─── Document ───

Rob has a clear set of values including diversity and inclusion, fundamental fairness, financial stewardship as well as cultural/community stewardship. President John F. Kennedy said, “Leadership and learning are indispensable to each other.” Rob’s experiences and continuous learning enable increased insights and innovative approaches that should favorably impact people, schools and the Lafayette community.
Lamont Gilbert
Lafayette

Kindhouse for Lafayette School Board
Dear Editor,
My name is Kathleen Rose Crenshaw. I’m a retired K-12 school educator who has lived in Lafayette for my entire life. When my grandchildren were born, they made our family a fifth-generation Lafayette family. We have been, are, and will be Lafayette residents through and through.
I’m writing to endorse Mark Kindhouse for Lafayette School Board. Yes, he is extremely qualified to serve by using his engineering and management background to provide good governance for the recently passed Bond Measure C. But more than that, I’m writing because of his good character. I urge you to vote for him not only because of the unique qualifications you can read about on his website, but because he is a true, invested member of this community.
Mark is a leader within our local Cub Scout pack. He has also served for two years on Lafayette’s Capital Projects and Assessments Committee. He has taken the time to get to know our teachers, our special needs parents and our PTA. He was even out at the Lafayette Art and Wine Festival shaking hands and connecting with people.
I have seen board members come and go. I have seen concern over the school district budget. I have seen various figures endorse candidates they barely knew simply for politics. I’m not a politician. I’m not interested in alliances. I’m interested in Lafayette.
Mark is growing roots here for his two young boys, just like my family did 100 years ago. I have witnessed his honest desire to serve this community.
When you open your ballot, select the first name on the ticket for Lafayette School Board: Mark Kindhouse. He’s good for our school district, and he’s good for our community. I trust him.
I have too much invested in Lafayette to want it any other way.
Kathleen Crenshaw
Lafayette

Meredith Meade for Lafayette School Board
Dear Editor,
When my wife and I enrolled the first of our three children at Lafayette Elementary School ten years ago, we were greeted warmly by Meredith Meade from Lafayette Elementary School’s PTA Executive Board. Understanding that Lafayette’s schools were highly regarded due in no small part to the involvement of dedicated parents, we knew immediately that - with Meredith at the helm - Lafayette Elementary was in good hands. I am thrilled she is now running for the Lafayette School Board. I support her candidacy unequivocally.

───

> Written problem 1
Reproduce, word for word, the stretch of the Lafayette School Board letters from "Rob has a clear" through "the Lafayette community.".

─── Items ───

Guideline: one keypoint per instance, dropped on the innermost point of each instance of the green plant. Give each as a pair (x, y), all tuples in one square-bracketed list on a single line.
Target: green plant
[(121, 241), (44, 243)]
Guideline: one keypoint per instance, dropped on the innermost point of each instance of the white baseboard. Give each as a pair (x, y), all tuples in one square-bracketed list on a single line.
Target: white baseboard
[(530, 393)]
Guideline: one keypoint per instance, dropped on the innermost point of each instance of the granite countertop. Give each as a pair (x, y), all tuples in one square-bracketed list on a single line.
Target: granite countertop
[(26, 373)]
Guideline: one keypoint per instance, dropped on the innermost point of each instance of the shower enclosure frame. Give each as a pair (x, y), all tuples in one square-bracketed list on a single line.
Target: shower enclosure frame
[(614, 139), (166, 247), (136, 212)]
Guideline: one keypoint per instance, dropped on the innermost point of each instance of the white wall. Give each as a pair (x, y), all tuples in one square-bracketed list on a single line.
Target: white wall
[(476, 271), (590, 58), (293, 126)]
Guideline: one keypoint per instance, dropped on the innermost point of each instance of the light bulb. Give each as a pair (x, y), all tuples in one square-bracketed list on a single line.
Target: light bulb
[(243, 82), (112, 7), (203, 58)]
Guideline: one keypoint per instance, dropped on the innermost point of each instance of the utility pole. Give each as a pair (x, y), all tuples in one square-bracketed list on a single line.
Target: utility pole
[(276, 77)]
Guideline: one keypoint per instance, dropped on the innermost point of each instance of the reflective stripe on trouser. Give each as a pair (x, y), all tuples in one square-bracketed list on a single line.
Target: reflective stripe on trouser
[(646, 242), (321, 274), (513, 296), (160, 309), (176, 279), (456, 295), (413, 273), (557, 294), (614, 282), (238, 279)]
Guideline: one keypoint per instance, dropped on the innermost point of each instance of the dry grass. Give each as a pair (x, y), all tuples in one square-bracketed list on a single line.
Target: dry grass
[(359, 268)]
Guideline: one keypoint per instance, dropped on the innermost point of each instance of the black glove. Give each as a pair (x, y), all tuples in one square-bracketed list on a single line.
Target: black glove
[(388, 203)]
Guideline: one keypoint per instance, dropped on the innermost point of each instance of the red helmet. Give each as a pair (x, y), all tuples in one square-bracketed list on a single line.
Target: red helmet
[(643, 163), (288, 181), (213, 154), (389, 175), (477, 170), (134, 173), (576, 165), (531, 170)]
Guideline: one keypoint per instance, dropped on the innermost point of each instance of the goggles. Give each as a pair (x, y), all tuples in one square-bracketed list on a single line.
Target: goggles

───

> Written problem 2
Duplicate the stretch of the records from the line containing "of the black" through the line containing "[(388, 203)]", keeping every character unchanged.

> Expected output 1
Rob has a clear set of values including diversity and inclusion, fundamental fairness, financial stewardship as well as cultural/community stewardship. President John F. Kennedy said, “Leadership and learning are indispensable to each other.” Rob’s experiences and continuous learning enable increased insights and innovative approaches that should favorably impact people, schools and the Lafayette community.

> Expected output 2
Guideline: one keypoint per instance, dropped on the innermost point of each instance of the black glove. Give each as a pair (x, y), all tuples in one square-bracketed list on a single line.
Target: black glove
[(388, 203)]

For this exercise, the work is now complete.